Lembrei-me, enfim, de um nascer do sol na Ericeira, perto do Cabo da Roca, o ponto mais ocidental do Continente europeu; um nascer do sol invernoso e infindável, junto a uma escarpa com dezenas de metros sobre o mar. A meio metro do precipício, num sítio isolado e sem nenhum murinho, havia um banco de jardim!

Estes três momentos, presente, no Porto, agora; Singeverga e Ericeira têm em comum o esplendor do nascer do dia, com o céu carregado de nuvens, onde lemos o que devemos fazer numa pintura que não é feita por homens; onde lemos as grandes opções do plano, diria; têm em comum o frio e por último têm em comum fazerem todos parte deste livro.

O Peninha, o Morcego Vermelho e a Maggie Simpson exigem que o fim deste livro seja em beleza, por isso vou falar de almas grandes! Maria Stuart, a eterna Rainha da Escócia, que Isabel I aprisionou anos e anos e que para caminhar para a guilhotina se vestiu toda de vermelho, com luvas e tudo, de modo a que a côr do seu sangue não sobressaísse! Ou Maria Antonieta, mulher de Luís XVI , que ao saber a sua sentença disse: “Vou-vos mostrar como morre uma Rainha!” E mostrou! Não me parece bom ser Rainha. Perde-se a cabeça com facilidade. Ou ainda qualquer um de nós que pelo menos uma vez já nos sentimos os maiores, já pensamos “É tudo meu!”, que já tivemos apaixonadamente o mundo na mão.  Vemos um expoente disso em Napoleão que depois de se fazer coroar pelo Papa, tirou-lhe a coroa das mãos e coroou-se a si próprio! Almas grandes cabem em todo o lado, são azuis acinzentadas, têm os tons de um amanhecer de inverno, com nevoeiro! Vêem? Em beleza!

• _TAREFAS_:
A - Segundo o texto sobre as almas grandes, qual é o ponto mais ocidental do Continente europeu?
B - Enumere todas as figuras históricas citadas pelo nome no texto sobre as almas grandes.
C - Prossiga o texto sobre as almas grandes a partir da última frase apresentada.
Os itens são um material à parte, sem relação com o texto sobre as almas grandes.

• _ITENS FORNECIDOS_:
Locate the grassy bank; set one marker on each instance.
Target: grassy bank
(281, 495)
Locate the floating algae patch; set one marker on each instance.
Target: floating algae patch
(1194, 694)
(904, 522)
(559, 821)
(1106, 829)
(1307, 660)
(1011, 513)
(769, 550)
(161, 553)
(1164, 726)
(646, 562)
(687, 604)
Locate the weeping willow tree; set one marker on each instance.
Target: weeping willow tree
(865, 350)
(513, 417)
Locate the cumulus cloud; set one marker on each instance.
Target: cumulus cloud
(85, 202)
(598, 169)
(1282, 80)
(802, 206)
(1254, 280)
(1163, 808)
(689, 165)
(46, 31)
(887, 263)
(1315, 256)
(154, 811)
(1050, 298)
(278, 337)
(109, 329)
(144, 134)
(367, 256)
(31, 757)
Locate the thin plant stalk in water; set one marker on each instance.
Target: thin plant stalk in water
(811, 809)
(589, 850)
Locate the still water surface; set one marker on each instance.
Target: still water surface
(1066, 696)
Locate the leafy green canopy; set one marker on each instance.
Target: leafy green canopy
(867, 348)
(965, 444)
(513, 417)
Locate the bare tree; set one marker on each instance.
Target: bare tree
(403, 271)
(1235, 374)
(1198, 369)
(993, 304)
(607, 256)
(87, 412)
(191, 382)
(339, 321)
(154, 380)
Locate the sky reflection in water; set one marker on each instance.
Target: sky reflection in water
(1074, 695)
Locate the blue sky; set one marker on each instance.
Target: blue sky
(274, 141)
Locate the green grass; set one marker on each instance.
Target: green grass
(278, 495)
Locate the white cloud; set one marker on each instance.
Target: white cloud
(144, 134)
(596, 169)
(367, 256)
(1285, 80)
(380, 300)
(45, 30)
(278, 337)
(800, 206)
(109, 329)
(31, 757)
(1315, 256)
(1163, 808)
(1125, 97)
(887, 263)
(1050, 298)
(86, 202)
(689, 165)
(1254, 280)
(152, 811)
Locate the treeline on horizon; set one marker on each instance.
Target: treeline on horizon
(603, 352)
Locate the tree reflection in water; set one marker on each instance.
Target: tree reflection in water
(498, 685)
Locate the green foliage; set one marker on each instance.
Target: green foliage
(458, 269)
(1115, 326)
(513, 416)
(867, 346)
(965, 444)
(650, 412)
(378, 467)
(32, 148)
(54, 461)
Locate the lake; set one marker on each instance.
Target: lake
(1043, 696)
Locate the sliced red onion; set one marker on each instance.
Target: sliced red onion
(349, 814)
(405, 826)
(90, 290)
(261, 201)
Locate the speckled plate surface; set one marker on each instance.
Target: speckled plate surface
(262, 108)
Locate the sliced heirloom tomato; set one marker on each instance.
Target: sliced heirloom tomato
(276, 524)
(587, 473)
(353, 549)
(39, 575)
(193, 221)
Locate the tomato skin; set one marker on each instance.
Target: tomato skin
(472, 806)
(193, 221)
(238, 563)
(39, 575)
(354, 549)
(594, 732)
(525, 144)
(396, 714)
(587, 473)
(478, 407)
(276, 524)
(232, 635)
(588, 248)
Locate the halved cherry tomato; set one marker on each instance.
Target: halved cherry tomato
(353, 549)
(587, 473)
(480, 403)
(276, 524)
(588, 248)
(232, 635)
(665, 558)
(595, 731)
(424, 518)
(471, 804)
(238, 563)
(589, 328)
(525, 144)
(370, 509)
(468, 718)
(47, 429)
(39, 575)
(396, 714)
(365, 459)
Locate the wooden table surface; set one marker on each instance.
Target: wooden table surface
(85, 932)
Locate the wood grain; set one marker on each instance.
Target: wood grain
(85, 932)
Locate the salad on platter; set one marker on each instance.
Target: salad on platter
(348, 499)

• _RESPOSTAS_:
A - O Cabo da Roca.

B - Maria Stuart, Isabel I, Maria Antonieta, Luís XVI e Napoleão.

C -
Ah! Antes de acabar falta sugerir um itinerário para um passeio pelo Porto! Ponha umas sapatilhas e encontramo-nos na Praça da Liberdade. Uma rápida passagem pelas tasquinhas de S. Bento! Descemos Mouzinho da Silveira até à Ribeira. Esta rua é a minha preferida para comprar o que quer que seja. Tem lojas de estilistas futuristas com boa onda, outras vendem isqueiros Bic a 50 escudos, fitas métricas, velas, vassouras, joalheiros chiques, lojas de sementes, armazéns de mercearia. Uma fonte onde os miúdos da rua dão banho a um gato, no meio duma barulheira. Continuamos junto ao rio até à Cantareira! Da outra banda, Corpus Christi, Campo Belo. Na Cantareira apanhamos o barco A Flôr do Gás e vamos tomar um café à Afurada. O barco custa 65 escudos. Se pusermos os pés fora da borda temos a sensação que andamos sobre a água. As peixeiras com cabazes e um triângulo de gaivotas a partir-lhes da cabeça também fazem parte do cenário. Também já atravessei o rio pela ponte da Arrábida, não pelo tabuleiro, mas pelo arco. Proeza dum portuense! Tornamos de volta e continuamos até à Foz. Aí há sempre algum chato para cumprimentar. Apanha-se o eléctrico para a Boavista e, lá chegados, dizemos mal da nossa vida por estarmos tão longe do ponto de partida.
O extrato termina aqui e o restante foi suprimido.